** Opening PAGE EXCERPT block **
A slightly edited version of this piece first appeared in The Age
In early February this year, Catholic Church leaders met in Rome for a four-day symposium on sexual abuse. Called “Toward Healing and Renewal”, the event was intended to help the church prevent further abuses, to “find the best ways to help victims, protect children” and ultimately “eliminate” abuse from the priesthood.
There lies the rub. The Church and the State—in any country you care to name—have different ideas about the “best way” to prevent and report abuse. While February’s symposium repeated the Vatican’s guidelines from last year on co-operation with civil law, the 2011 suggestions were not binding in church law.
The year before, in 2010, the Vatican artificially tweaked its internal laws as they pertained to punishing abusive priests. But in a document codifying this, the gesture was hopelessly marred by listing the ordainment of women as comparably offensive as child abuse. Sceptics are right to doubt the efficacy of internal processes in an organisation that rates the extension of equal opportunity alongside the rape of children.
A week before the Catholic symposium in Rome this year, retired Supreme Court Judge Philip Cummins submitted his year-long review on the protection of Victoria’s vulnerable children. A segment of the report deals with religious organisations. It speaks of the tension between church process and civil law and recommended that the Government launch an inquiry into how churches have handled complaints and prevention.
That was weeks before this paper revealed—through leaked police documents—a horrific cluster of suicides by victims of church pederasty in Victoria.
Well, this Tuesday Premier Baillieu announced that there would be a parliamentary inquiry into the Catholic Church and other religious organisations. Consistent with Cummins’ recommendation, the year-long inquiry will have the power to compel witnesses to provide evidence.
Contrary to some, this is not an attack on the church. It will practically and powerfully demonstrate that the church is not above civil law, while providing the church an opportunity to clean its house—or demonstrate that it’s already clean—and mend its relationship with the community.
** Closing PAGE EXCERPT block **
EXERCISE INSTRUCTIONS ▸ Print the opinion piece on the church abuse inquiry exactly, everything from "A week before" down to "to provide evidence.".
** Opening PROVIDED RECORDS block **
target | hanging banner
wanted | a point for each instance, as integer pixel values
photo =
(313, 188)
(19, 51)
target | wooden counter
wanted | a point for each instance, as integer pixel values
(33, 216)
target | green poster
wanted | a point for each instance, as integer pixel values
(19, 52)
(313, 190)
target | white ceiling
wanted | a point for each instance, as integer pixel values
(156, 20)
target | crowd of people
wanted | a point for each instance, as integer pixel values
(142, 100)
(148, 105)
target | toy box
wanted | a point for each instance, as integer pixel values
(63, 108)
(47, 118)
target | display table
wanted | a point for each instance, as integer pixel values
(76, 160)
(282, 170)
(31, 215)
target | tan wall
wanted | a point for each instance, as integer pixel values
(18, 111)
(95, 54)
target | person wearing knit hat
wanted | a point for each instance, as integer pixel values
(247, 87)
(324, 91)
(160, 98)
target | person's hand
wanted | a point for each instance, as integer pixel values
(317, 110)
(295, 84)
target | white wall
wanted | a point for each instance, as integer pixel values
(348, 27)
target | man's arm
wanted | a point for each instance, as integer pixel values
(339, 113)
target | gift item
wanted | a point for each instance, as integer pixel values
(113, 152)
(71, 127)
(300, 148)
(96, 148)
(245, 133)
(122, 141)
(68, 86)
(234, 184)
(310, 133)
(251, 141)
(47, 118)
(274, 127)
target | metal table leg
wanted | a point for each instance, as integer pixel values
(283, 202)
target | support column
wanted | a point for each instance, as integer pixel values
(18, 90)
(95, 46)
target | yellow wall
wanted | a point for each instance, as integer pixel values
** Closing PROVIDED RECORDS block **
FINAL ANSWER ▸
A week before the Catholic symposium in Rome this year, retired Supreme Court Judge Philip Cummins submitted his year-long review on the protection of Victoria’s vulnerable children. A segment of the report deals with religious organisations. It speaks of the tension between church process and civil law and recommended that the Government launch an inquiry into how churches have handled complaints and prevention.
That was weeks before this paper revealed—through leaked police documents—a horrific cluster of suicides by victims of church pederasty in Victoria.
Well, this Tuesday Premier Baillieu announced that there would be a parliamentary inquiry into the Catholic Church and other religious organisations. Consistent with Cummins’ recommendation, the year-long inquiry will have the power to compel witnesses to provide evidence.